━━━ Data rows ━━━

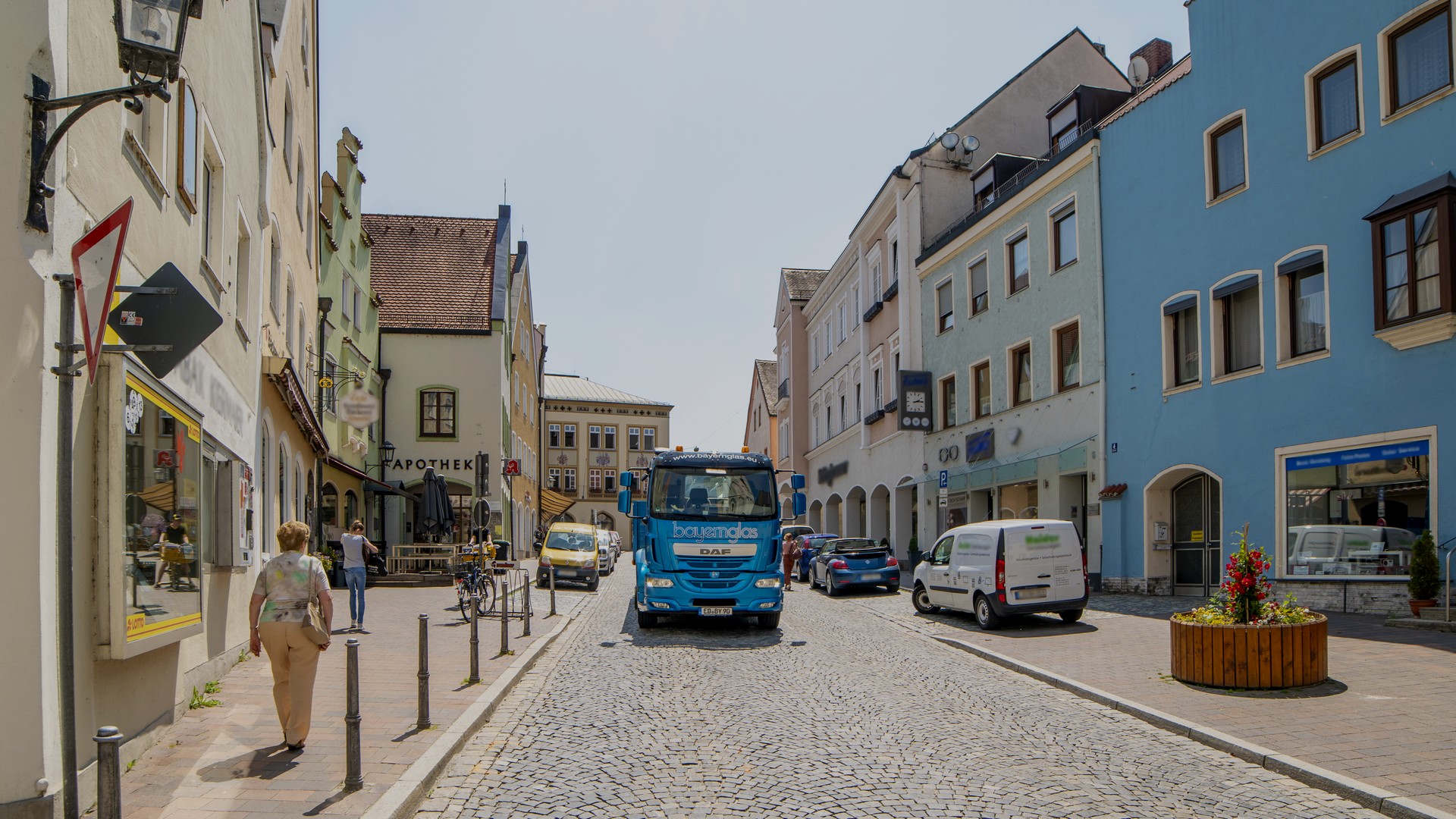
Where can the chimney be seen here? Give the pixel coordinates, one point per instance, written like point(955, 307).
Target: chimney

━━━
━━━ Data rows ━━━

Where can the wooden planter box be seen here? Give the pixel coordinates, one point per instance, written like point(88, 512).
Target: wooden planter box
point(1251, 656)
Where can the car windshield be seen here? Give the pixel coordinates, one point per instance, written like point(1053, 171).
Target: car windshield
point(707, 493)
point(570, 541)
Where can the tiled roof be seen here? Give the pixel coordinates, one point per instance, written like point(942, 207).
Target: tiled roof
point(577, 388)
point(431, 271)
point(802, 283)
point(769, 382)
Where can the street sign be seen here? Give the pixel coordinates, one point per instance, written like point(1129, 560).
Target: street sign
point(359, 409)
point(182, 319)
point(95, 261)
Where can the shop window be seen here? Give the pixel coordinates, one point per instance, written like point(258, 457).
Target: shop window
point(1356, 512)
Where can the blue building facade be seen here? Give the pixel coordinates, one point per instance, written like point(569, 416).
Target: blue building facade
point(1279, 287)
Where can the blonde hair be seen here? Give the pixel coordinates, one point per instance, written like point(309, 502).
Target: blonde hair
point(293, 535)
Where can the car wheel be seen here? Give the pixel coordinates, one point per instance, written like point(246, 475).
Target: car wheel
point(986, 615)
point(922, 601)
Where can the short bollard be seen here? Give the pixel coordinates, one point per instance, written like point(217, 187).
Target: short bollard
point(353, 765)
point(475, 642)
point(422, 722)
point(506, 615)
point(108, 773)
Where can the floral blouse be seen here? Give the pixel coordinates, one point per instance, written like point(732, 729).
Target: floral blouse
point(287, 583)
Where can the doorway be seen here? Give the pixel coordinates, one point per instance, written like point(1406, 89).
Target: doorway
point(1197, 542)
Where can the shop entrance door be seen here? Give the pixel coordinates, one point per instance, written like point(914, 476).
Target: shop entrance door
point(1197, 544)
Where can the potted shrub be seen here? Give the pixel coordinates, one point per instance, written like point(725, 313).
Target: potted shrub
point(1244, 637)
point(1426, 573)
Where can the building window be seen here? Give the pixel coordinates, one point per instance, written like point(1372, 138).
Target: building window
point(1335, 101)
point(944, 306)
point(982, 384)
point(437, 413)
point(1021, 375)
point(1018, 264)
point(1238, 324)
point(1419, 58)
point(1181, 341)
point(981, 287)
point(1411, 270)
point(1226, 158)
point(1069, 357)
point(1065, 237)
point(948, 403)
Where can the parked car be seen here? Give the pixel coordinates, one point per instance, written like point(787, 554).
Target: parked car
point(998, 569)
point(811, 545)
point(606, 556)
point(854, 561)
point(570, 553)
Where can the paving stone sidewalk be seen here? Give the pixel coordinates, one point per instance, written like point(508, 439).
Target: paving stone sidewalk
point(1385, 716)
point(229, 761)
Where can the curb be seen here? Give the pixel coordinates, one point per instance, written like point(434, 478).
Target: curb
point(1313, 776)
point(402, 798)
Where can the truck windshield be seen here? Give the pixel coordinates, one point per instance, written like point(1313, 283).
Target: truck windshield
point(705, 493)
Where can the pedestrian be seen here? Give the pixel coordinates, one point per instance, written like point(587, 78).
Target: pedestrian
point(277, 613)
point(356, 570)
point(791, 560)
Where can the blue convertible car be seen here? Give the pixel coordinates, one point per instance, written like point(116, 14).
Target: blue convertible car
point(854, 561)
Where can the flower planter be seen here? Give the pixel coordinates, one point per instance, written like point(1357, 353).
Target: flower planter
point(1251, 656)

━━━

*Task description*:
Reproduce word for word the rows between the line containing "Where can the shop entrance" and the line containing "point(1426, 573)", inclusive.

*Response*:
Where can the shop entrance door be seen here? Give the pixel coordinates, one point per instance, written like point(914, 476).
Target: shop entrance door
point(1197, 544)
Where can the potted shrub be seen here? Give the pixel coordinates, one point per instance, written like point(725, 313).
Target: potted shrub
point(1244, 637)
point(1426, 573)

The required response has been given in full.